- **Directive**
How many lines in the records below contain the word "shrine"? Reply with the number alone.

+-------+

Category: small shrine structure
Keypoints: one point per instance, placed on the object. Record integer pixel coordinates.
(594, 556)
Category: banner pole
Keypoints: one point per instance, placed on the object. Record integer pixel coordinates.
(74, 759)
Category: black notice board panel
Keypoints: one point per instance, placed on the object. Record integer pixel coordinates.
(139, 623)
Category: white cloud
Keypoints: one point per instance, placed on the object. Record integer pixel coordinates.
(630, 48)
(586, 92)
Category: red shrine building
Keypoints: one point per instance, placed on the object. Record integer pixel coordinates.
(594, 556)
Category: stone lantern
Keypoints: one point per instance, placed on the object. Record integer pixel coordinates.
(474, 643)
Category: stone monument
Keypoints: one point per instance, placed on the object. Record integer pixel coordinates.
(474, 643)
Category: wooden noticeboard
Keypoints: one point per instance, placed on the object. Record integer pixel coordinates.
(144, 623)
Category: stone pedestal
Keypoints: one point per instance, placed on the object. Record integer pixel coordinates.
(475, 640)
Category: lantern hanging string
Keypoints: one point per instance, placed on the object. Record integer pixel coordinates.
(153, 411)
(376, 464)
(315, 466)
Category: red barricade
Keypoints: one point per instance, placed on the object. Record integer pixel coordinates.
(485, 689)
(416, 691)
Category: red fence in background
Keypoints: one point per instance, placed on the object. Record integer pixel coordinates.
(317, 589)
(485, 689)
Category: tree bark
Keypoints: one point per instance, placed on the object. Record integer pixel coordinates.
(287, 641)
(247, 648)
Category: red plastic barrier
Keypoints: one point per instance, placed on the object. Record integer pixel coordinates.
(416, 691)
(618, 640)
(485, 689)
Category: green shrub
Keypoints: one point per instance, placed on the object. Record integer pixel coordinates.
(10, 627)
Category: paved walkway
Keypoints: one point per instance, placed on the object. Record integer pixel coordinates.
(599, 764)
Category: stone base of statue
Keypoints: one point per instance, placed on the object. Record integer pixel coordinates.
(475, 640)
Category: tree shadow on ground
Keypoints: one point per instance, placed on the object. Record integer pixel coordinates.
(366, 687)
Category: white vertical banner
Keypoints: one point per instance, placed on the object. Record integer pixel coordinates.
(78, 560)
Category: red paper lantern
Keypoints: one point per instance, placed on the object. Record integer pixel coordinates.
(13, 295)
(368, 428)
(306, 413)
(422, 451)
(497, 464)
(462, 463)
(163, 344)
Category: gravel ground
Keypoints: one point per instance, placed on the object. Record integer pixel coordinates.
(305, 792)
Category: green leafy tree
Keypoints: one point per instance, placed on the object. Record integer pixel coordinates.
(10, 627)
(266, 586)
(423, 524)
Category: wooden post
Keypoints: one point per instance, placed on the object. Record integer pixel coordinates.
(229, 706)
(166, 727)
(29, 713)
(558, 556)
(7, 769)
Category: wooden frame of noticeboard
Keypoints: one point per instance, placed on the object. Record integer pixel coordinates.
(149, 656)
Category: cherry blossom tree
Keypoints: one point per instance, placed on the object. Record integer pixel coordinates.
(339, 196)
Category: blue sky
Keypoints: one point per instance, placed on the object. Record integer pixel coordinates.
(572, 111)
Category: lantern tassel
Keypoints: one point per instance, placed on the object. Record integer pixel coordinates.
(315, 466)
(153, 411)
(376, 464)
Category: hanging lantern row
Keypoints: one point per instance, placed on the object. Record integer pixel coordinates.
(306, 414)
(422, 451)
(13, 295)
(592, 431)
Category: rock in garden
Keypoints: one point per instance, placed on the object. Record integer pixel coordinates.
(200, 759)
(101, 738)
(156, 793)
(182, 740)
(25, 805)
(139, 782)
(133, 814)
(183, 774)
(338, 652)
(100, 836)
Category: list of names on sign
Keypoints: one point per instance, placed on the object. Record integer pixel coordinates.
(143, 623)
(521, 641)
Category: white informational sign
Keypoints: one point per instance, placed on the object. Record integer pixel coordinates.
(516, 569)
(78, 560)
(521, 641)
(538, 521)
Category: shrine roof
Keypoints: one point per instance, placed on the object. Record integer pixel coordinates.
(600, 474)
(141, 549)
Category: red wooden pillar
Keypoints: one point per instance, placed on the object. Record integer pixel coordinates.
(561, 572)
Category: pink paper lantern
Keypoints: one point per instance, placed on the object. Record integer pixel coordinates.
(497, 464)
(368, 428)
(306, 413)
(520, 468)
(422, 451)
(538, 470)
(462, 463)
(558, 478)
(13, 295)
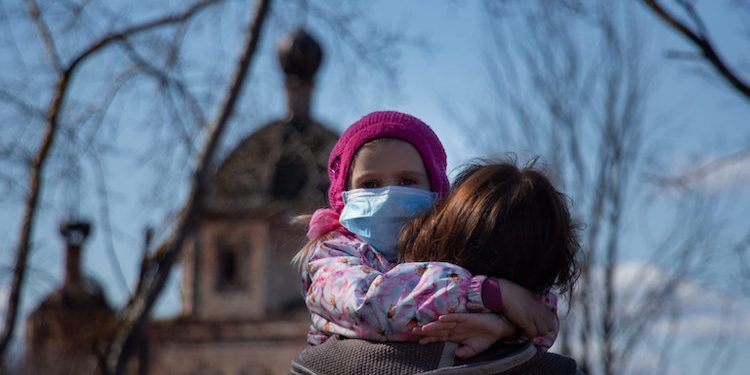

+-------+

- **Worked answer**
3